Extrait du document -
8o Savoir que ça ne vous priverait pas trop, je vous suggérerais d’organiser un gigantesque marché aux puces pour liquider tous les trésors et babioles qui encombrent le Vatican. Puis de distribuer aux pauvres le produit de la vente. Imaginez simplement toutes ces vieilles tiares et mitres mises à l'enchère et même la papamobile. Ça rapporterait des fortunes. Un coup de pub sans précédent.

9o Et surtout, surtout, cessez de déconseiller l'usage du condom à ces pauvres Africains qui se meurent du sida. C'est criminel ce que vous faites là.

Bon, je n’irai pas plus loin avec mes suggestions car je pense que vous avez saisi l’idée générale: changer l’image austère de l’Église pour une image de joie, de bonheur. Je vous jure qu’avec ça, l’Islamisme n’a qu’à bien se tenir.

Données fournies -

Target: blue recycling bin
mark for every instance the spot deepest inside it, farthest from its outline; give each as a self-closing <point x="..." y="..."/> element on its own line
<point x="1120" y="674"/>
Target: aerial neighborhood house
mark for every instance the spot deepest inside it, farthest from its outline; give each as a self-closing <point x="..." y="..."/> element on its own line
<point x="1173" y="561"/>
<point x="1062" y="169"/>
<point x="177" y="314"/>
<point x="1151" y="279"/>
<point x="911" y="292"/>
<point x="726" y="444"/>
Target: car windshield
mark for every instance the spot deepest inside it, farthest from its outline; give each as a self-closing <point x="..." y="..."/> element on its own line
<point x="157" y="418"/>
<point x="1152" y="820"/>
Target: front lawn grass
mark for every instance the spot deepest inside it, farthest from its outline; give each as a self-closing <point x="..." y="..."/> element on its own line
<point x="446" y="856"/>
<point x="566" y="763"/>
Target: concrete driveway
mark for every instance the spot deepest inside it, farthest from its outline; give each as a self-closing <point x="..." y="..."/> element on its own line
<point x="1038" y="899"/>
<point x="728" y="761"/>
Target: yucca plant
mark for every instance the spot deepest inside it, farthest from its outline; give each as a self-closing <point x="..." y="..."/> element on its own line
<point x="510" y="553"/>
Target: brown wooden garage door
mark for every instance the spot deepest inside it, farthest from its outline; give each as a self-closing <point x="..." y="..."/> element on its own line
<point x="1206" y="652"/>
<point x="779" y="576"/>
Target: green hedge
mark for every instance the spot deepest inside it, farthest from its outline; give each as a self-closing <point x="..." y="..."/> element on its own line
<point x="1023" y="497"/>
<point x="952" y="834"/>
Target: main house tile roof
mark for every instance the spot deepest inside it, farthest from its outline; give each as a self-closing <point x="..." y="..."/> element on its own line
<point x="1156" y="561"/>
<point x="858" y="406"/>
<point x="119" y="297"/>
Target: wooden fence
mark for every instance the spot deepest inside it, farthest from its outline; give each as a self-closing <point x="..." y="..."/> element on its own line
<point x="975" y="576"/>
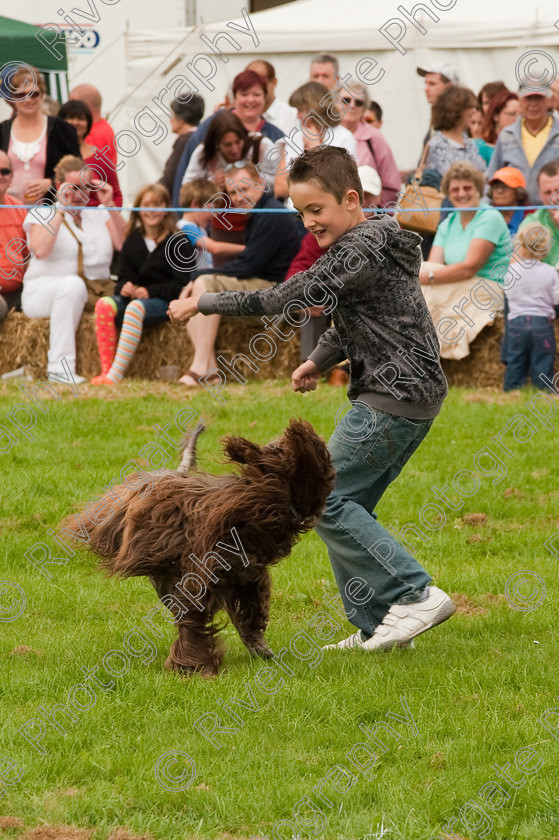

Consigne - D'après l'extrait du document, quelle idée générale résume l'ensemble des suggestions ? Répondez en une phrase, s'il vous plaît.

Réponse attendue - Il s'agit de changer l'image austère de l'Église pour une image de joie, de bonheur.